> **Excerpted passage**
>>
Computer worms — packages of malicious software specially written by hackers — attacked the mini-blogging service Twitter Tuesday.
Twitter executives said they quickly patched the security flaw, which had been posted early Tuesday by a Japanese user and exploited by dozens of hackers.
But the worms, some of which redirected users to porn sites, affected hundreds of thousands of victims, including White House Press Secretary Robert Gibbs and Sarah Cameron, wife of British Prime Minister David Cameron.
The incident demonstrated the extraordinary speed with which hackers can exploit such previously unknown, “Zero Day” vulnerabilities.
And it showed the exponential way such exploits spread through widely used and potentially insecure social media like Twitter, which enables millions of users to post 140-character messages called tweets. Users follow each other so their tweets appear on each other’s personal pages on the service Web site.
The worms exploited the same security flaw in software called Javascript, which powers many special features on the Web. The “onmouseover” flaw meant that infected tweets were activated when users just hovered or passed over them with their computer pointers.
Washington Times national security correspondent Eli Lake, an avid user of Twitter, said the worm that infected his service seemed to do nothing more malicious than resend itself to all those who follow him on the service.
“It sent a tweet I didn’t want to send” containing the same malicious code that infected his account, he said.
<<
> **Input data**
>>
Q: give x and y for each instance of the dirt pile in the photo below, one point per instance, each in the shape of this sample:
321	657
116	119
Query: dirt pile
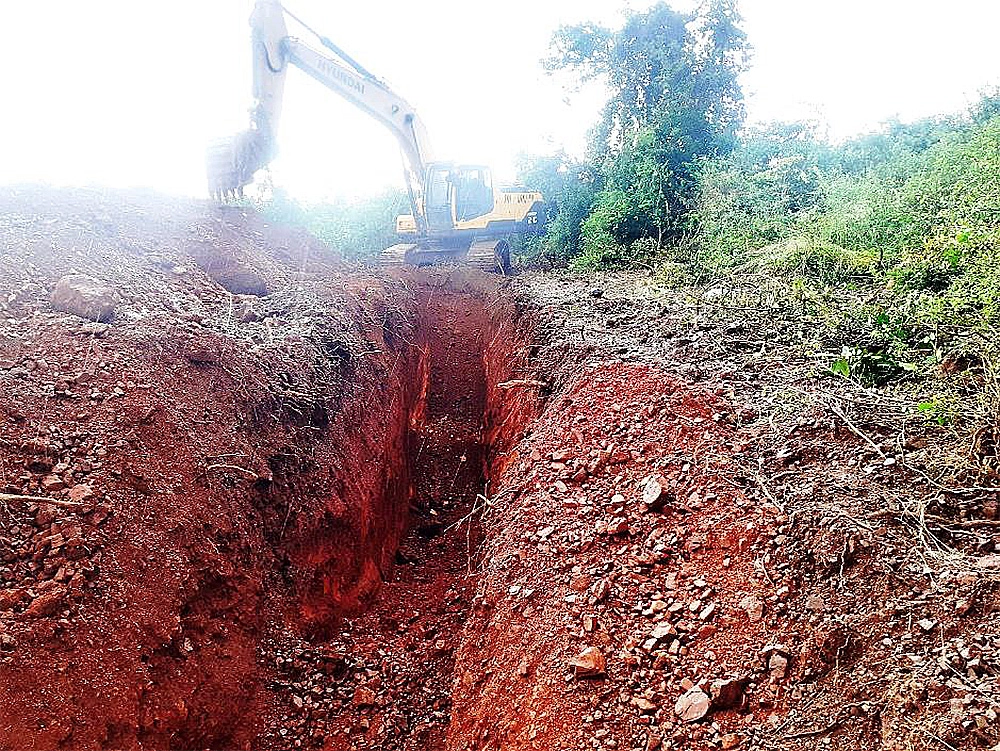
267	501
205	468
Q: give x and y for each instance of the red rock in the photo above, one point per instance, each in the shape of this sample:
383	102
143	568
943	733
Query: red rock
692	705
47	604
363	697
654	493
84	296
590	663
728	693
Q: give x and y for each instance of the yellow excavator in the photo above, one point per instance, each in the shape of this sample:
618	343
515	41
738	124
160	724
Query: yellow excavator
457	213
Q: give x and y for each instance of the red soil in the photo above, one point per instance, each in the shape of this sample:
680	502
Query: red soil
294	505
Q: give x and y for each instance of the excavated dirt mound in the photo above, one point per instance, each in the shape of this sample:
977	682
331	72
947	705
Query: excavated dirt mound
252	498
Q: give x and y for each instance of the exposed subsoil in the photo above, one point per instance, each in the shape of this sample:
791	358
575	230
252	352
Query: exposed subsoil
275	502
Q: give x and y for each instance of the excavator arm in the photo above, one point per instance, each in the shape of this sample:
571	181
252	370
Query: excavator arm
233	162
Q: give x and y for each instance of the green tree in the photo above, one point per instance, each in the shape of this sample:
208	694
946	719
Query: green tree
569	185
675	99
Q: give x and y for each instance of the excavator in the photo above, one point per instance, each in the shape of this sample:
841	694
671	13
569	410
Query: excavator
457	213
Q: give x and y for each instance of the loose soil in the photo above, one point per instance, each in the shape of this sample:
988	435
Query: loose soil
278	502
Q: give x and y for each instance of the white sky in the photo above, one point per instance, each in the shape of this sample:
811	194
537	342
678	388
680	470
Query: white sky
128	92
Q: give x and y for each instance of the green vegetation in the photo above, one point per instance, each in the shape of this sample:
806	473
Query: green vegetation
887	246
358	229
675	100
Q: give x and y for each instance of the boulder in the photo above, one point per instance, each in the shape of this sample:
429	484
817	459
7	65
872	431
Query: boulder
84	296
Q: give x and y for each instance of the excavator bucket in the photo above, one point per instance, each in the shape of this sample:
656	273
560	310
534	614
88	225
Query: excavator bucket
230	163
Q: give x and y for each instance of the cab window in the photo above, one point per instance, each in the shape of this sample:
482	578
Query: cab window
474	193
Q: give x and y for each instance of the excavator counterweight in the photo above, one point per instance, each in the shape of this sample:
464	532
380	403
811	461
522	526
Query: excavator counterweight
457	213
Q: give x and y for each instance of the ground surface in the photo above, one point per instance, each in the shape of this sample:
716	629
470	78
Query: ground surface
275	502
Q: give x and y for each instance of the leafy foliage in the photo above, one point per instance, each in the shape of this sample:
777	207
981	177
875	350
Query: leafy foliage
358	229
675	99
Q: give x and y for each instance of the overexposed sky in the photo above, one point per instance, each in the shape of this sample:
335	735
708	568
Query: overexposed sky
128	92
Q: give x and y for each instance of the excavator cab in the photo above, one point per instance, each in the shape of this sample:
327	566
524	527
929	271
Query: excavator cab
456	193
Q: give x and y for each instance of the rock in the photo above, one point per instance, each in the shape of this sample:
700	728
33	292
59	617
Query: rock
52	483
778	666
47	604
654	493
84	296
618	526
81	493
754	608
728	693
590	663
45	515
643	704
692	705
815	603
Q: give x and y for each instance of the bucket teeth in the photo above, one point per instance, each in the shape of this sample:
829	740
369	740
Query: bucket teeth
231	163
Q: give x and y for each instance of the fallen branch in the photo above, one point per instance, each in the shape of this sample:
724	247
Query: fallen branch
234	467
7	497
522	383
813	733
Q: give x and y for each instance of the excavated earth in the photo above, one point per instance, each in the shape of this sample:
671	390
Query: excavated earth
254	498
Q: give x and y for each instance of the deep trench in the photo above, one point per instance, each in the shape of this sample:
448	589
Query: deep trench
396	682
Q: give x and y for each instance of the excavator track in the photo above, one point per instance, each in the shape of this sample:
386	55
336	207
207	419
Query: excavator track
395	255
491	256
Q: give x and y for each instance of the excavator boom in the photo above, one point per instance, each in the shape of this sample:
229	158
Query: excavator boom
457	213
233	162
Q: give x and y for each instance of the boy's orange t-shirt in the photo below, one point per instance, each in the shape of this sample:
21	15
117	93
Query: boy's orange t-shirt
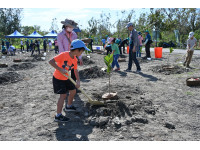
64	59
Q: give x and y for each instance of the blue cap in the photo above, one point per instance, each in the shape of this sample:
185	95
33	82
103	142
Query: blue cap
129	24
78	44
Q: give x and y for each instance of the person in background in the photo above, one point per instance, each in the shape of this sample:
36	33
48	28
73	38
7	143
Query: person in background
7	44
22	45
4	51
11	50
36	44
2	43
122	44
50	45
115	52
56	46
31	46
27	45
191	43
45	45
147	44
138	53
103	42
134	46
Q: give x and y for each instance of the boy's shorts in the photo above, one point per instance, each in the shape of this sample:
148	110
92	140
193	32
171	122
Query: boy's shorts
62	86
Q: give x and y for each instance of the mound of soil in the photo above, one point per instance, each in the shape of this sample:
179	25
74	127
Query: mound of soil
93	72
10	77
121	110
23	66
168	69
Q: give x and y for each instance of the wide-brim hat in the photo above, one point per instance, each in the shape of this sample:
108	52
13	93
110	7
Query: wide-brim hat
70	23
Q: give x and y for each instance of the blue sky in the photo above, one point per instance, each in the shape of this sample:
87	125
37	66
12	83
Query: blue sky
41	12
43	16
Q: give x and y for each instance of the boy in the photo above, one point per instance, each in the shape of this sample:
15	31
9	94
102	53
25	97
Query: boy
191	43
62	84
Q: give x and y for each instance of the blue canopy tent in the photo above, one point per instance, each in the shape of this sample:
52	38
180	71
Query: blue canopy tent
16	34
34	35
52	34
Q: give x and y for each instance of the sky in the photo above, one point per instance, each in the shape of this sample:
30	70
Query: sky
41	12
43	16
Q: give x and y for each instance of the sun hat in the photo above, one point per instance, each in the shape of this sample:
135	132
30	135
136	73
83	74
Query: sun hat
191	34
69	23
129	24
78	44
<<
> **Your task**
Can you pick up the news story about the worms that attacked Twitter and carry it on from its final sentence?

> **Result for this task**
A Twitter spokeswoman said Tuesday the company had no way of measuring the severity of the outbreak. “We don’t have those numbers,” Carolyn Penner told The Washington Times in an e-mail.
But researchers at Internet security firm Kaspersky said that, at its height, the worms were responsible for tweeting up to 100 posts every second.
“Although accurate numbers are hard to extrapolate from the existing data, the total number of malicious posts could have easily exceeded half a million,” Kaspersky’s Georg Wicherski said.
Twitter Security Chief Robert Lord said the exploit code was first posted at 5:54 a.m. EDT, and was patched by 10 a.m., so the worms using it appear to have struck hardest in Europe, where the vulnerability was unpatched for much of the business day.
The worms did not affect those using Twitter’s special site for mobile devices, because that does not use Javascript.
After Mrs. Cameron’s account posted an infected tweet, she posted a warning to her followers “Don’t touch the earlier tweet — this Twoter (sic) feed has something very odd going on.”